--- START Input ---
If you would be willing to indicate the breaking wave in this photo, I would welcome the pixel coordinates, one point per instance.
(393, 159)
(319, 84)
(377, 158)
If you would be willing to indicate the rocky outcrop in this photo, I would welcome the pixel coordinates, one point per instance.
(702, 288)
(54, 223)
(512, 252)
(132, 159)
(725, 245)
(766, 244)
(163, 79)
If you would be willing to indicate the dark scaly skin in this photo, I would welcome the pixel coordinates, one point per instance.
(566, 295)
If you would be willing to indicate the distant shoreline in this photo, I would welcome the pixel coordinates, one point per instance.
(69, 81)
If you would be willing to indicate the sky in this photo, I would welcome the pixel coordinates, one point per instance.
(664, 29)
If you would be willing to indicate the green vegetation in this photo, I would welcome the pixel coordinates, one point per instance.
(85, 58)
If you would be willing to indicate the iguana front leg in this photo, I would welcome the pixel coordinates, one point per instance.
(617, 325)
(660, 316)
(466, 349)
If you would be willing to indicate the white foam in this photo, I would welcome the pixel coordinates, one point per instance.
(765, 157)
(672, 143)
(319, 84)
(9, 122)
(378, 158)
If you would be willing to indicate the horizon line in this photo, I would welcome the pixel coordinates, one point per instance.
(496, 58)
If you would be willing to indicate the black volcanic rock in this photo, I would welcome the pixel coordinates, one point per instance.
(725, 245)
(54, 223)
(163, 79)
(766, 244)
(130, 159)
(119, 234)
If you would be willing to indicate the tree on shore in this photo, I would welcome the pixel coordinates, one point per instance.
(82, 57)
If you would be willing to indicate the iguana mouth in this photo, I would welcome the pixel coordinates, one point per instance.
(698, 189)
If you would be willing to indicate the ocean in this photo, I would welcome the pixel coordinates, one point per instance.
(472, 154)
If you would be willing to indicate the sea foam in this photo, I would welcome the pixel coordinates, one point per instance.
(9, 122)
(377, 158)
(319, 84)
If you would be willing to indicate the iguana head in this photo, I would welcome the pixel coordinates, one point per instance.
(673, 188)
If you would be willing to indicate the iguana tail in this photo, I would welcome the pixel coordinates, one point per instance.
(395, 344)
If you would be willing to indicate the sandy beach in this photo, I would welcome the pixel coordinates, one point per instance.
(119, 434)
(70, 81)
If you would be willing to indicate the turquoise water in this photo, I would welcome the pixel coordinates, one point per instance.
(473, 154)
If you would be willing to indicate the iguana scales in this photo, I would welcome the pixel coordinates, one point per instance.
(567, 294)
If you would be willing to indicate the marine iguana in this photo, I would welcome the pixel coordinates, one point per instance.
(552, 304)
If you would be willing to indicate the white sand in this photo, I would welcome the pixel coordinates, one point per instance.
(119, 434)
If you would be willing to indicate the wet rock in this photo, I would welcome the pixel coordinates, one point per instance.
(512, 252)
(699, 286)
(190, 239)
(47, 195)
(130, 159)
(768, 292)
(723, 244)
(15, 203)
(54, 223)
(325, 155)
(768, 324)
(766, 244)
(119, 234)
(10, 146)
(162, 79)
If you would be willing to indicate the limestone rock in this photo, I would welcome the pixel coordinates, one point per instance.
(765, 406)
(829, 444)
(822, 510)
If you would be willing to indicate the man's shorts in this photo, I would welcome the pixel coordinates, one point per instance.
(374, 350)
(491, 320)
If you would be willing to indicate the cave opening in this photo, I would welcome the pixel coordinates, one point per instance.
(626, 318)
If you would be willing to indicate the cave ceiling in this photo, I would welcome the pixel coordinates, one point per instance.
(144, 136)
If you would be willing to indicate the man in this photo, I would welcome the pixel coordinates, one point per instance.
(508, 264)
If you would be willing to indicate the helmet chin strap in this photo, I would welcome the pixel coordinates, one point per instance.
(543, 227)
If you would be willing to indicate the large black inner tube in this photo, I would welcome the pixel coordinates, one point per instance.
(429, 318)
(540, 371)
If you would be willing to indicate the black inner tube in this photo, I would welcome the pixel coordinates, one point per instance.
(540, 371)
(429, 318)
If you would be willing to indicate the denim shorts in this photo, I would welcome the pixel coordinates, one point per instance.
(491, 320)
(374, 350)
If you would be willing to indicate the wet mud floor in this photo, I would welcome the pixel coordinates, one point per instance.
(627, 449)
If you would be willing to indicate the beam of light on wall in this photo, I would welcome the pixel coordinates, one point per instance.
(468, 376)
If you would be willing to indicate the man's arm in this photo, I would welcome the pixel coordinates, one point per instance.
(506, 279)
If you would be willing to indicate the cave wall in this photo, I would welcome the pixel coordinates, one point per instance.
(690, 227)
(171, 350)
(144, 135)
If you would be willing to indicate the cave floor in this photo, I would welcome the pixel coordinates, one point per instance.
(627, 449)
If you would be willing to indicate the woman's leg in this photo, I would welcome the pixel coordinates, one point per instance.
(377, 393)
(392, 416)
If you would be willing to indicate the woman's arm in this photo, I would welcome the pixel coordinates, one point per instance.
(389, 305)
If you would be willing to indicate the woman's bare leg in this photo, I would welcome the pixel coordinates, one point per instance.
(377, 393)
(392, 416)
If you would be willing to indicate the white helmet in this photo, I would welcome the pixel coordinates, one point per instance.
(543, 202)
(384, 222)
--- END Input ---
--- START Input ---
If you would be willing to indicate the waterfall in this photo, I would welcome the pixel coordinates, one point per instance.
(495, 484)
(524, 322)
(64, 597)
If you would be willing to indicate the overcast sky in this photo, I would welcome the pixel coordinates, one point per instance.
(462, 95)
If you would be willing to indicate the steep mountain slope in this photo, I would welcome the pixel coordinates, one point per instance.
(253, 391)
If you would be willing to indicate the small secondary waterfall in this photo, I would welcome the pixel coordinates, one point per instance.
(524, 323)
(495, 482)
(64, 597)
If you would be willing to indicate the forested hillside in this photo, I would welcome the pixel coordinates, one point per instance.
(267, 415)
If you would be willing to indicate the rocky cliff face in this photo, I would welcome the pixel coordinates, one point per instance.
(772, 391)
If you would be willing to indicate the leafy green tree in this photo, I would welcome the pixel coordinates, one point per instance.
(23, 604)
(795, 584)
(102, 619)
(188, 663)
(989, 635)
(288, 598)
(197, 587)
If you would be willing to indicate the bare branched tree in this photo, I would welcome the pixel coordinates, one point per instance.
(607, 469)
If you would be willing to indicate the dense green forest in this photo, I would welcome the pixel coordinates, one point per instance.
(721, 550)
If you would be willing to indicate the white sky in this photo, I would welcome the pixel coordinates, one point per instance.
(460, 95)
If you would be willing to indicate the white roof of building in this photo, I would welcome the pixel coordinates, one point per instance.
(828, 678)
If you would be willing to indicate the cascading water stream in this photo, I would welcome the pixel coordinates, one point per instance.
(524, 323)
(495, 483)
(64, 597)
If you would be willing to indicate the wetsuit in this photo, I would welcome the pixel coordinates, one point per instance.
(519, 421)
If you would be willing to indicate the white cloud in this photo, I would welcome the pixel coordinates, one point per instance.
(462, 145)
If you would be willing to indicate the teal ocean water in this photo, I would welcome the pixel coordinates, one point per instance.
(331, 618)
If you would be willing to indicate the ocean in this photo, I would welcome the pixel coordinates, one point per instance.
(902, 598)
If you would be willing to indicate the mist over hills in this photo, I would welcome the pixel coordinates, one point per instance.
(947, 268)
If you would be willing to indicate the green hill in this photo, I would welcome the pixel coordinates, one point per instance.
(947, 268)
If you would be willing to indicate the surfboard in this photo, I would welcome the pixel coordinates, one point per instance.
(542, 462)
--- END Input ---
--- START Input ---
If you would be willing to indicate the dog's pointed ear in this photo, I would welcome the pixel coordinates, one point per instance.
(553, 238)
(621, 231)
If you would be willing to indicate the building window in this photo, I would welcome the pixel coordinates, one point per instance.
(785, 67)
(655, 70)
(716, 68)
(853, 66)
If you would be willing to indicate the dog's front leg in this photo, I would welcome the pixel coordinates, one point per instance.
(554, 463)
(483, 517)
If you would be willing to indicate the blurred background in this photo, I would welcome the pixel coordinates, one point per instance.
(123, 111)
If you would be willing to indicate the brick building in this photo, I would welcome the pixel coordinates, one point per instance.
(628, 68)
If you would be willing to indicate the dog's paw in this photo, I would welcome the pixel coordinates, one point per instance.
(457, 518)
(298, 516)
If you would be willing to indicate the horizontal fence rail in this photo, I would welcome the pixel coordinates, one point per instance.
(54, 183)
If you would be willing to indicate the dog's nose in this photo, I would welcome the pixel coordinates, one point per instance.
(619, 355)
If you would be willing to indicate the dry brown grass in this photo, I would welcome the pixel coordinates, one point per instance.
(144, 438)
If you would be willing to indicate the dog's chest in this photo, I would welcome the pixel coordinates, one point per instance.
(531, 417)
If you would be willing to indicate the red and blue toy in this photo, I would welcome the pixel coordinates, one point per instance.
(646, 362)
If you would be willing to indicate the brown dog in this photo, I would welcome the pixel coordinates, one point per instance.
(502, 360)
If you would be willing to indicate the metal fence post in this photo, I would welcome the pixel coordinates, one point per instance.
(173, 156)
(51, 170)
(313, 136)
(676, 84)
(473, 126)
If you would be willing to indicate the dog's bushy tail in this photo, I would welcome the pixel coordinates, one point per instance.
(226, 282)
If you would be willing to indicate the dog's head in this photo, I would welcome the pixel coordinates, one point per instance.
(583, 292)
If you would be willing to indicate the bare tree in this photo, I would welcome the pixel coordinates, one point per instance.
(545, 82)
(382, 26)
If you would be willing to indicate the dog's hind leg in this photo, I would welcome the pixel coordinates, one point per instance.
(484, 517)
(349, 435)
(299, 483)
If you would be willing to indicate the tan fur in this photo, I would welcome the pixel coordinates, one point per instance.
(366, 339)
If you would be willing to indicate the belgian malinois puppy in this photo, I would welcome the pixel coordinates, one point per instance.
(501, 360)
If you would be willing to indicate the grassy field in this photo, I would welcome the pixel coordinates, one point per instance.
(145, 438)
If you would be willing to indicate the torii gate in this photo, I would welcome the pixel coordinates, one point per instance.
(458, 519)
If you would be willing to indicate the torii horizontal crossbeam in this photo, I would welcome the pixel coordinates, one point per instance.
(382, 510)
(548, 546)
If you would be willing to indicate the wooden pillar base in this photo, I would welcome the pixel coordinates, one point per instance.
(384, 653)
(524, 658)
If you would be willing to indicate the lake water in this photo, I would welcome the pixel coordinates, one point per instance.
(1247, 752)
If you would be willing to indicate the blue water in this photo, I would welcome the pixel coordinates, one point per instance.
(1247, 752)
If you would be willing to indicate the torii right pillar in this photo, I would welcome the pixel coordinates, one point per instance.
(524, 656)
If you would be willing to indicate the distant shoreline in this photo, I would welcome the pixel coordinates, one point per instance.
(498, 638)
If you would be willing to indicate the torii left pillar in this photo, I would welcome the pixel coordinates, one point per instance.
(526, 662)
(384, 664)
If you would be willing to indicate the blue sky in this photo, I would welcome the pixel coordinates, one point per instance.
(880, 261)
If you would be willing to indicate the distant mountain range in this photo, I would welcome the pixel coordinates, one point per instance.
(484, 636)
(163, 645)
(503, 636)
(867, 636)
--- END Input ---
Report how many lines of the material above contain the string "rocky"; give only the number.

2